- **Task to carry out**:
Pull out every line of the records below that contains the word "black", and copy each one in full. Match case exactly.

- **Listing**:
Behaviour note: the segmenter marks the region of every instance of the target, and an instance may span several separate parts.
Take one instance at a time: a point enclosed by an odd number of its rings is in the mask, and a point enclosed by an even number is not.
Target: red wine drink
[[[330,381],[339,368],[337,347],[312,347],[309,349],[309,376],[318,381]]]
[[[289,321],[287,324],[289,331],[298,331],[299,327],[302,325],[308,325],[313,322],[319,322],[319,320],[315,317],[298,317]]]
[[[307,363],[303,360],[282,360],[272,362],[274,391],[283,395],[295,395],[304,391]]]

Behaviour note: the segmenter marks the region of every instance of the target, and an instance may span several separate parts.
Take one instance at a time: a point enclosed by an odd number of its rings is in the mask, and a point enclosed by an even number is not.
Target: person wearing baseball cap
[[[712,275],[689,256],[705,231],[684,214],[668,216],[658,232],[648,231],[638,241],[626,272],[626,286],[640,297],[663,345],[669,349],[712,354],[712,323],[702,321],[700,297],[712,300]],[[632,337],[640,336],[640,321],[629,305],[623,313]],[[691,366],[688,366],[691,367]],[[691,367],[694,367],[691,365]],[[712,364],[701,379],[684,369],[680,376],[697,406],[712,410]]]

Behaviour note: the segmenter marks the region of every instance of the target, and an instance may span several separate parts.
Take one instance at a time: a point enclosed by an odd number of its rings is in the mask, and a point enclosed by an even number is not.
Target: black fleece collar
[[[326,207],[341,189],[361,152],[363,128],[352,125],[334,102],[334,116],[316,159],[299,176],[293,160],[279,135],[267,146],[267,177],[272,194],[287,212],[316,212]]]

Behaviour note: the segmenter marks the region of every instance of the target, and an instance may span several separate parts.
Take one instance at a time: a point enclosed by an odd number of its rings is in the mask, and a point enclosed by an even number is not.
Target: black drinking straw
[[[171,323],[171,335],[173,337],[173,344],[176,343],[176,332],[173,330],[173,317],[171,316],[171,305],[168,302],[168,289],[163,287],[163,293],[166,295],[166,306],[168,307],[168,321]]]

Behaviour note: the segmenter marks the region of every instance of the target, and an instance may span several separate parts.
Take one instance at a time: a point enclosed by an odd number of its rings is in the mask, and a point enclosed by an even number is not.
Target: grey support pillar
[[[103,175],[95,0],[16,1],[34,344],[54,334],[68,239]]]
...
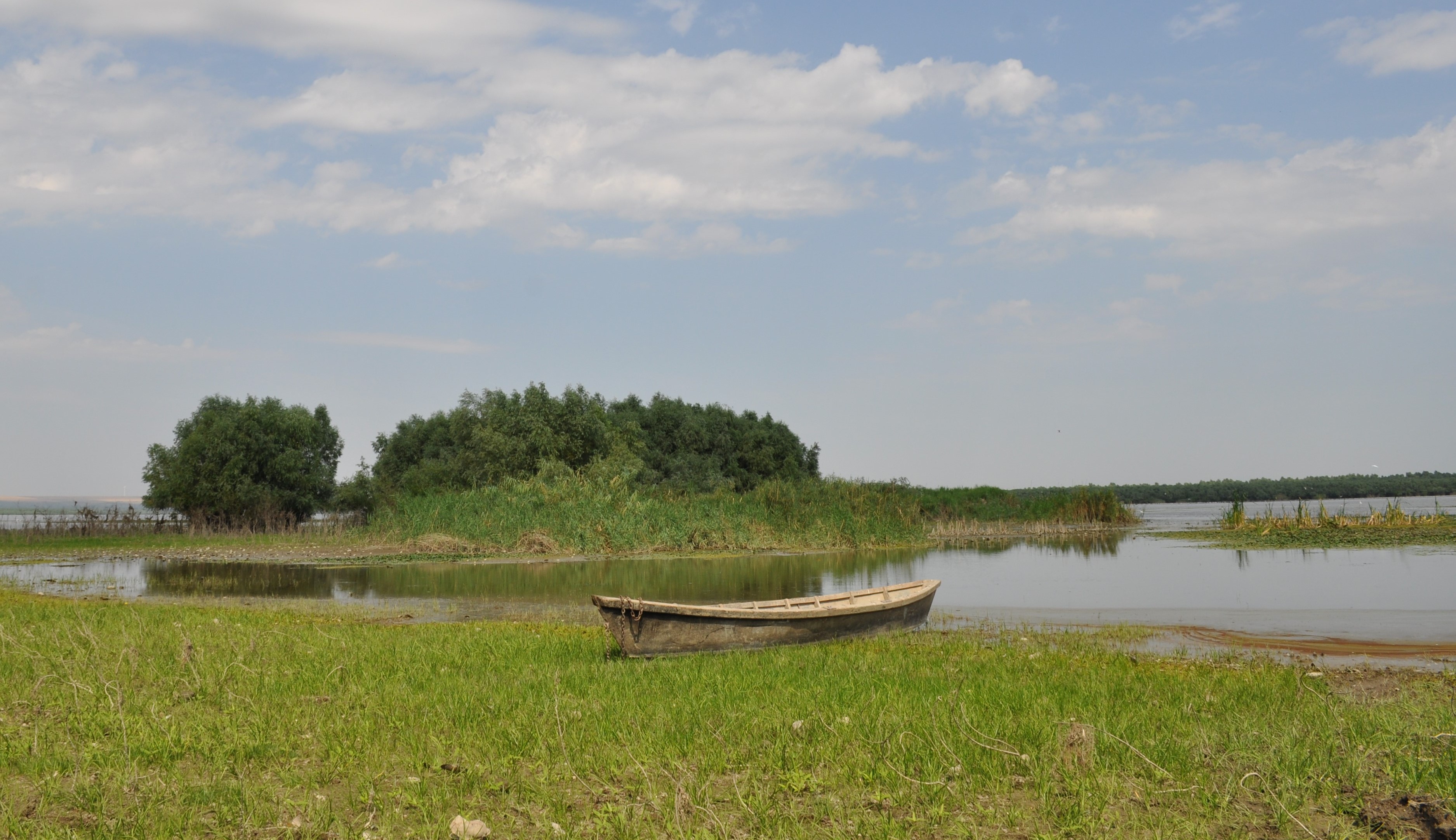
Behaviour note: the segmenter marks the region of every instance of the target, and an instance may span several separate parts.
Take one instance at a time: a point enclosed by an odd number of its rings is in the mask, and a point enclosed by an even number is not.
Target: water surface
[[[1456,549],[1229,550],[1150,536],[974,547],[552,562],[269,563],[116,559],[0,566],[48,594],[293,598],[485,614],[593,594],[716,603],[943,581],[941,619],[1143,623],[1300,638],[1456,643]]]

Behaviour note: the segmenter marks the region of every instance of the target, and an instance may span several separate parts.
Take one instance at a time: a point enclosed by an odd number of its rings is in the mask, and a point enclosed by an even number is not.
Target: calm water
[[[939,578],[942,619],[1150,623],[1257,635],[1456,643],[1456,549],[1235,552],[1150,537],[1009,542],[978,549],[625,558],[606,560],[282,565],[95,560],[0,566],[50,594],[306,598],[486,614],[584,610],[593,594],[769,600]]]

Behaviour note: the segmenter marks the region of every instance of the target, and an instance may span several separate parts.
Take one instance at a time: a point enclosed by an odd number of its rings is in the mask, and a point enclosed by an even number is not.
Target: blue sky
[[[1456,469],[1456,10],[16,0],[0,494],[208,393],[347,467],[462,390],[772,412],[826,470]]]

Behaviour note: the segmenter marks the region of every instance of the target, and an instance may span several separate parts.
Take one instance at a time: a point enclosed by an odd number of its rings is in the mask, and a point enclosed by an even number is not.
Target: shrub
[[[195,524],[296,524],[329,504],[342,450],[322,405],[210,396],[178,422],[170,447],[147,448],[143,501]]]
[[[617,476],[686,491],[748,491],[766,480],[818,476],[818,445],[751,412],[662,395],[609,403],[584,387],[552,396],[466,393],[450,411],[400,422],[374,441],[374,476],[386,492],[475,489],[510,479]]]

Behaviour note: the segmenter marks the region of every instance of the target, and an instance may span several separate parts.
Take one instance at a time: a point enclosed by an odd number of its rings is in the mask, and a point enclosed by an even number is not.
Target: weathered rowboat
==
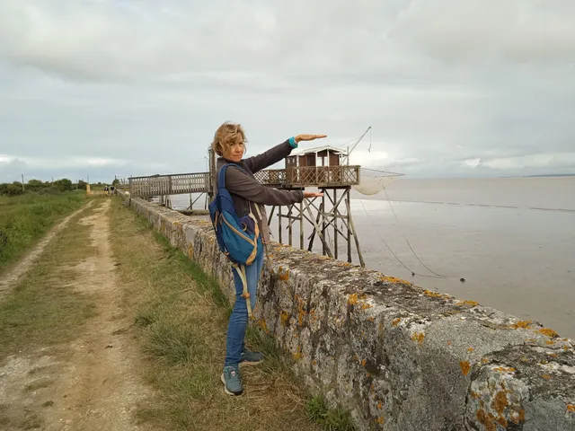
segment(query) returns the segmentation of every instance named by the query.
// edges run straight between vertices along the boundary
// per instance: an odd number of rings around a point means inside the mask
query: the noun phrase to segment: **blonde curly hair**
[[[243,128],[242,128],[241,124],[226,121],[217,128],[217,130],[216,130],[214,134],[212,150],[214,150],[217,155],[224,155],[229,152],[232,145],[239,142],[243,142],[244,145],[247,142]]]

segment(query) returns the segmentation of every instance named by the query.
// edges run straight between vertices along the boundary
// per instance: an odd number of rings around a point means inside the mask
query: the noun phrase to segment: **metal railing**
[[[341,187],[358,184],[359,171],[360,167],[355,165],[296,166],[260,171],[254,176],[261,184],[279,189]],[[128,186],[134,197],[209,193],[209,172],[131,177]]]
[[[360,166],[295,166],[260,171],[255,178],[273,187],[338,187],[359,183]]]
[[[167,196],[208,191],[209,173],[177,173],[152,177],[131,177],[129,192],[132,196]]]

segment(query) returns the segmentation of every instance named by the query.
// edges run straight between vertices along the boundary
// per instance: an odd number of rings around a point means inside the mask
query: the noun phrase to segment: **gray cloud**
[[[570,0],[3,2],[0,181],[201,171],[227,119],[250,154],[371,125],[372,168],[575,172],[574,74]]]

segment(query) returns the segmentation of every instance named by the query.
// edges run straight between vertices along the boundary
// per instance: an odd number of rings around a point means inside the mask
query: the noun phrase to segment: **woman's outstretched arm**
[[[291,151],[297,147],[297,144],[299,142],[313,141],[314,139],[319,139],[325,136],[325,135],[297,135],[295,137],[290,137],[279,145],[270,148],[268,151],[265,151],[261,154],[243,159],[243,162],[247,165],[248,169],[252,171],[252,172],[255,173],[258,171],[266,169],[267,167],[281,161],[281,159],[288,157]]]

- **Complete answer**:
Target: black fleece collar
Target: black drinking straw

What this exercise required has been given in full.